Transcribe precisely, and only, the lines beginning at the line containing "Point out each white cloud" and ending at the final line of the material below.

▶ _Data for processing_:
⟨
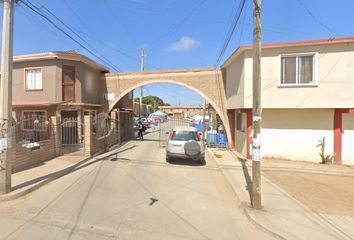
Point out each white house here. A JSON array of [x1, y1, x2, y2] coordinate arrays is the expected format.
[[222, 37, 354, 165]]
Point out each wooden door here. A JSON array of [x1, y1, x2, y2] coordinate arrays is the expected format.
[[62, 66, 75, 101]]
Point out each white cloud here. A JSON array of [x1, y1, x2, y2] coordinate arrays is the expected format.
[[167, 36, 199, 52]]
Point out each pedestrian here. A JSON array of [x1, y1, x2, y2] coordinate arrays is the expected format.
[[137, 121, 144, 141]]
⟩
▶ _Expected answer_:
Point out each white cloud here. A JSON array of [x1, y1, x2, y2] coordinate arrays is the expected format.
[[167, 36, 199, 52]]
Point out each pedestrian here. A JSON array of [x1, y1, x2, y2] coordinate arrays is the expected format.
[[137, 121, 144, 141]]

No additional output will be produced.